Top of Passage

There is a map now. Not of stars or coastlines or the shifting ice, but of something beneath all of it. Beneath your house, beneath the road you walked this morning, beneath the roots of the tree outside your window. A network so vast that if you stretched every thread end to end, you would leave the solar system behind and keep going. One hundred ten quadrillion kilometers of living filament, woven through the dark of the soil. The distance from here to the sun, multiplied by nearly a billion. And until last week, we had no idea what it looked like.

The Society for the Protection of Underground Networks — SPUN, a name that sounds like a verb and a plea at once — published the first global maps of arbuscular mycorrhizal fungi. These are not the mushrooms you notice, not the caps and gills that push up after rain. They are the mycelium, the invisible architecture, the thread-work. A single teaspoon of fertile soil can hold ten meters of it. Ten meters, in something you could swallow without chewing. The fungi do not photosynthesize. They cannot make their own food. Instead they negotiate. They reach into the fine spaces around plant roots and trade: water and phosphorus and nitrogen, delivered in exchange for carbon, for sugar, for the energy of captured sunlight. Nearly all land plants live in this arrangement. The forest you walk through is not a collection of individuals. It is a shared economy, conducted in darkness, moderated by fungi.

The new maps reveal patterns that feel almost personal. Grasslands — the open fields we treat as emptiness between forests — harbor forty percent of all this fungal biomass. The flooded grasslands of South Sudan, the Everglades, the Tibetan Plateau. Places we barely think about, quietly running one of the planet’s largest circulatory systems. The fungi move an estimated four billion tons of carbon dioxide into soils every year. That is roughly eleven percent of what humanity emits. Not stored by technology, not captured by machines, not bought and sold on carbon markets. Held by threads thinner than a hair, in partnerships older than the dinosaurs.

And then there is the cropland. The study found that agricultural soils have roughly half the fungal network density of wild ecosystems. We do not know exactly which practices cause this — the data are still too coarse, the maps too new — but the correlation is there. Half the density. Half the living connection. Half the carbon-moving, nutrient-cycling, soil-holding infrastructure, tilled and fertilized and simplified until something ancient starts to thin. We have been farming for ten thousand years and only now, in 2026, do we see what we have been farming through.

I keep thinking about scale. We are obsessed with the large and the distant — black holes, exoplanets, the expanding edge of the universe. But the most alien environment on Earth might be six inches below your feet. It is dark, chemically complex, crowded with organisms we have never named. The SPUN researchers used machine learning to fill in the gaps between sixteen thousand soil cores, then calibrated their models by imaging three hundred thousand individual hyphae in a lab in Amsterdam. Robot cameras, looking at threads of fungus, so that we could finally see the shape of what sustains us. The maps are online now. You can zoom in. You can watch the density shift from forest to field, from wetland to desert. It looks like a weather map, but of something far slower and far more patient than weather.

Bottom of Passage

• _Complete the following_
1) Copy the passage on underground fungal networks, everything from "The new maps" down to "than the dinosaurs.", replacing "threads" with "strands".
2) According to the passage on underground fungal networks, how much of all fungal biomass do grasslands hold?
The material below the passage on underground fungal networks comes from a different source.

Top of Information provided

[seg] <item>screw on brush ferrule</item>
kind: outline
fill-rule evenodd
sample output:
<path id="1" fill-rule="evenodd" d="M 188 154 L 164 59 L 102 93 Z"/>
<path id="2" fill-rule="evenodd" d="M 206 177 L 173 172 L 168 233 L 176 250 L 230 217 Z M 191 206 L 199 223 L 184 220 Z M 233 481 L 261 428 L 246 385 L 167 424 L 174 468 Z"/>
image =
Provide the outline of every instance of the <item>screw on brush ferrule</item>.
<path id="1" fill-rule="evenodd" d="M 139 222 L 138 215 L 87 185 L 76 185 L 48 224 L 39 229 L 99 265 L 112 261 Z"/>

Bottom of Information provided

• _Answers to this exercise_
1)
The new maps reveal patterns that feel almost personal. Grasslands — the open fields we treat as emptiness between forests — harbor forty percent of all this fungal biomass. The flooded grasslands of South Sudan, the Everglades, the Tibetan Plateau. Places we barely think about, quietly running one of the planet’s largest circulatory systems. The fungi move an estimated four billion tons of carbon dioxide into soils every year. That is roughly eleven percent of what humanity emits. Not stored by technology, not captured by machines, not bought and sold on carbon markets. Held by strands thinner than a hair, in partnerships older than the dinosaurs.

2) Forty percent.